Task data:
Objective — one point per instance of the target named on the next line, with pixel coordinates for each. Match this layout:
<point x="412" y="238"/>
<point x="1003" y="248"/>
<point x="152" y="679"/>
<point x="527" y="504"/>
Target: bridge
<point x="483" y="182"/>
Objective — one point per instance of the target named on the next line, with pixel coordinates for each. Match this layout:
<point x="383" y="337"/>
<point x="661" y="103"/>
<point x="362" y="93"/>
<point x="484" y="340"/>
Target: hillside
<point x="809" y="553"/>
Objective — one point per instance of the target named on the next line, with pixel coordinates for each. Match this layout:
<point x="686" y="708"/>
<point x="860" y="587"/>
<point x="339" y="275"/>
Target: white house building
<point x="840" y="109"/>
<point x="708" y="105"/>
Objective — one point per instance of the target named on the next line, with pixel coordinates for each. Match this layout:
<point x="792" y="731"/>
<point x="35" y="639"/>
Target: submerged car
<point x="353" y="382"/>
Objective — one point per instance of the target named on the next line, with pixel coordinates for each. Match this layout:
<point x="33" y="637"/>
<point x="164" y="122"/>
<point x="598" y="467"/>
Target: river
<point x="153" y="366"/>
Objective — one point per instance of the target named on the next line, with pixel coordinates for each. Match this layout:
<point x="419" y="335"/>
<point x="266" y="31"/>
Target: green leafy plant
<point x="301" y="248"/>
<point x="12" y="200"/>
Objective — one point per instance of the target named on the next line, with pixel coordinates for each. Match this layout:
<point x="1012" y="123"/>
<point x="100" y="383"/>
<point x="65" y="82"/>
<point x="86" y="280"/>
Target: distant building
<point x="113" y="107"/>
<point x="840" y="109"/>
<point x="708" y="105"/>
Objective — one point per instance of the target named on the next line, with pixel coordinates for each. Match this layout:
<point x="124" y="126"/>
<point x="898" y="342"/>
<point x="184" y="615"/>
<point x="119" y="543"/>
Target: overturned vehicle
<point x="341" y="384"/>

Exercise directions: Restate all of the entries exactly, please.

Response to the task:
Objective — one point per instance of the target named on the next line, with pixel coordinates for each. Match this layout:
<point x="412" y="238"/>
<point x="1003" y="248"/>
<point x="152" y="679"/>
<point x="527" y="504"/>
Target: bridge
<point x="483" y="182"/>
Objective — one point per instance of the target named on the next line, with pixel coordinates for each. Match this layout:
<point x="383" y="337"/>
<point x="661" y="103"/>
<point x="362" y="93"/>
<point x="484" y="340"/>
Target: hillside
<point x="809" y="553"/>
Objective — one point per instance of the target named on the next line, with pixel coordinates for each. Match this layout:
<point x="686" y="708"/>
<point x="860" y="587"/>
<point x="339" y="275"/>
Target: white house building
<point x="840" y="109"/>
<point x="708" y="105"/>
Objective — one point per instance of the target named on the next line, with pixel coordinates for each. Match this layout:
<point x="792" y="731"/>
<point x="35" y="639"/>
Target: submerged car
<point x="353" y="382"/>
Objective — one point per instance of the target named on the next line, with pixel coordinates for each. Match this layout:
<point x="33" y="637"/>
<point x="164" y="122"/>
<point x="598" y="467"/>
Target: river
<point x="153" y="366"/>
Objective — one point per instance of the target named on the next line, with pixel coordinates for each. Match this layout:
<point x="419" y="335"/>
<point x="266" y="31"/>
Target: green leafy plant
<point x="301" y="248"/>
<point x="12" y="200"/>
Objective — one point per instance of the target named on the next line, with pixel coordinates for each. Match this layout:
<point x="1012" y="123"/>
<point x="100" y="383"/>
<point x="65" y="82"/>
<point x="86" y="280"/>
Target: distant building
<point x="113" y="107"/>
<point x="840" y="109"/>
<point x="708" y="105"/>
Objective — one point per instance of the target named on the next line, with pixel coordinates for each. Match this layout:
<point x="124" y="126"/>
<point x="898" y="342"/>
<point x="184" y="615"/>
<point x="119" y="543"/>
Target: overturned vehicle
<point x="341" y="384"/>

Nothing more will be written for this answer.